* TEXT TO READ *
We are also expanding our footprint in our Africa markets. In
August 2018, we extended our long-term partnership with Standard
Chartered Bank, which has been a huge success in Asia, to Ghana,
and in November we signed a long-term exclusive partnership with
Zambia National Commercial Bank Plc (Zanaco), Zambia's largest
bank, to enable our market-leading products to be offered to more
than a million new customers across the country.
In the US, we have a long and durable track record of delivering
financial success for our consumers. We are offering new products
for fee-based advisers and have launched new versions of our
fee-based variable annuities. We are changing the narrative around
retirement and lifetime income, demonstrating the value proposition
of our products to regulators, investors, policyholders and
influential industry figures. In September, we announced our
collaboration with the Envestnet Insurance Exchange, to offer our
products on its platform. In October, we announced a key
distribution partnership with State Farm, further strengthening our
market-leading distribution footprint. Early in 2019, we partnered
with DPL Financial Partners to provide our protected lifetime
solutions to independent registered investment advisers (RIA),
providing access to new opportunities in the independent RIA
channel.

* TASK REQUIREMENTS *
(1) In the passage on Africa and US expansion, which Zambian bank signed a long-term exclusive partnership in November?
(2) Write the next part of the passage on Africa and US expansion, picking up after its last sentence.

* ENTRIES SHOWN *
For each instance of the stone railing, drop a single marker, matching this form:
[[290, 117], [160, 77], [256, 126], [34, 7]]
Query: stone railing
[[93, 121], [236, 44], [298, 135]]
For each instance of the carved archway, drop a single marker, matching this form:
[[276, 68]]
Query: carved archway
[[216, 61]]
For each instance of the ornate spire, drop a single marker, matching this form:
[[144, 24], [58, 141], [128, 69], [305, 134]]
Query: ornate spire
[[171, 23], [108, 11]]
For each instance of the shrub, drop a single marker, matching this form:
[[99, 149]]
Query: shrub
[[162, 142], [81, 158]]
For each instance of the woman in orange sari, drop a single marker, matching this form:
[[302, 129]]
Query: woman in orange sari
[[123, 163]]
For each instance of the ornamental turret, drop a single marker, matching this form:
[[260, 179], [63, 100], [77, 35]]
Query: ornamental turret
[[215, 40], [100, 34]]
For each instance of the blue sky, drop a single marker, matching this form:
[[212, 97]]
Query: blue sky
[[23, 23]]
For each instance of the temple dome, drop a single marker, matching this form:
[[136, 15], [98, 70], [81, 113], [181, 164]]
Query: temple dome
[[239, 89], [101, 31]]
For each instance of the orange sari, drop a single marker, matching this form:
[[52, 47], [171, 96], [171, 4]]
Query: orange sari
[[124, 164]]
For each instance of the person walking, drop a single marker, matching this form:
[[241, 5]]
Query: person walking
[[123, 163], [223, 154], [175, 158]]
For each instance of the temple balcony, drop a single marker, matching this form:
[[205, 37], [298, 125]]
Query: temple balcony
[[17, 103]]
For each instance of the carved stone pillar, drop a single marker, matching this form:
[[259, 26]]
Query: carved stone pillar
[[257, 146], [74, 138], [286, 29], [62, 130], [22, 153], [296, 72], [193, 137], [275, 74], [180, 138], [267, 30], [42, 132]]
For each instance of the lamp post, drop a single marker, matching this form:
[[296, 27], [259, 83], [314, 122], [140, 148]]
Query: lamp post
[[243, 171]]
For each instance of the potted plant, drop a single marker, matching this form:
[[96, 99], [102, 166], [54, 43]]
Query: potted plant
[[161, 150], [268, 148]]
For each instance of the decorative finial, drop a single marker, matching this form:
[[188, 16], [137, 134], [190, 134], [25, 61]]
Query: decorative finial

* RESULTS IN ORDER *
(1) Zambia National Commercial Bank Plc (Zanaco), Zambia's largest bank.

(2)
In the UK and Europe, as M&GPrudential prepares for the
demerger, we have been continuing to transform what we do for our
customers and how we do it. Our PruFund offering continues to
impress customers with its combination of clarity, capital growth
and lower volatility. We are investing to transform the experience
of our fast-growing digital platform, launched in 2016, to ensure
it offers a comprehensive range of solutions for customers. In our
investment management business, we continue to develop our private
asset capacity and now have £59 billion of private assets
under management, making us one of the largest private credit
investors in the world, and we are looking to expand our
differentiated capabilities across geographies and asset classes.
In 2018, M&GPrudential also signed a new partnership with Tata
Consultancy Services (TCS), a global leader in IT, business process
and digital services, to enhance service for our UK and Europe
savings and retirement customers.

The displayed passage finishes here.